* SOURCE PASSAGE *
▶

(PSYCHIATRIC TIMES) - We as a nation have begun to hear hoofbeats and think zebras, not horses. “Dateline,” “Oprah,” and late-night public service announcements are contributing to a kind of mass paranoia amplified by our ability to turn nonspecific symptoms into predictors of impending doom with a few mouse clicks. Common sense tells us we have to stop. We should be able to smell the roses without fretting that a bee sting will send us into anaphylactic shock, or at least sip coffee without worrying that this gift to humanity will cause heart disease or miscarriage. (On the bright side, studies show that people who routinely drink caffeinated coffee are 50% to 80% less likely to develop Parkinson’s disease, 40% less likely to develop gallstones, and 24% less likely to develop colorectal cancer.)
Unfortunately, we tend not to look on the bright side. In fact, we try to get as gloomy as possible. The popularity of self-referral medicine plays into that tendency, much to the dismay of some physicians, especially cardiologists, several of whom get positively irate if you even talk about the benefits of coronary calcium screening.
I really can’t say how oncologists feel about those of us with a sixth sense for the warning signs of cancer. But I know younger people think we’re idiots. I know because I was once a younger person. It wasn’t that long ago that my (then) boss, a man in his late 60s, was worried about bone cancer. He was relieved when his doctor told him not to worry. I could have told him the same thing, since several days earlier I had seen him drop a hammer on the foot he thought had become malignant.

◀

* SUPPLIED DATA *
▶

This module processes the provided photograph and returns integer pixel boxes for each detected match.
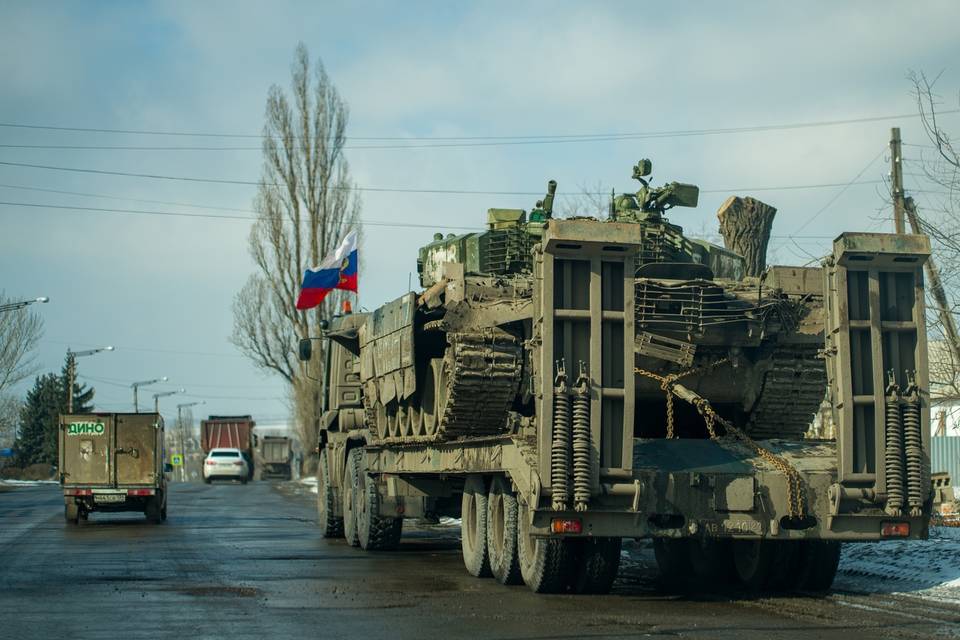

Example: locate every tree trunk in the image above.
[717,196,777,276]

◀

* WORK ORDER *
Reproduce the passage on medical worry above, beginning at the words "(PSYCHIATRIC TIMES) - We" and stopping after "develop colorectal cancer.)", with "zebras" changed to "unicorns".

* TASK OUTPUT *
(PSYCHIATRIC TIMES) - We as a nation have begun to hear hoofbeats and think unicorns, not horses. “Dateline,” “Oprah,” and late-night public service announcements are contributing to a kind of mass paranoia amplified by our ability to turn nonspecific symptoms into predictors of impending doom with a few mouse clicks. Common sense tells us we have to stop. We should be able to smell the roses without fretting that a bee sting will send us into anaphylactic shock, or at least sip coffee without worrying that this gift to humanity will cause heart disease or miscarriage. (On the bright side, studies show that people who routinely drink caffeinated coffee are 50% to 80% less likely to develop Parkinson’s disease, 40% less likely to develop gallstones, and 24% less likely to develop colorectal cancer.)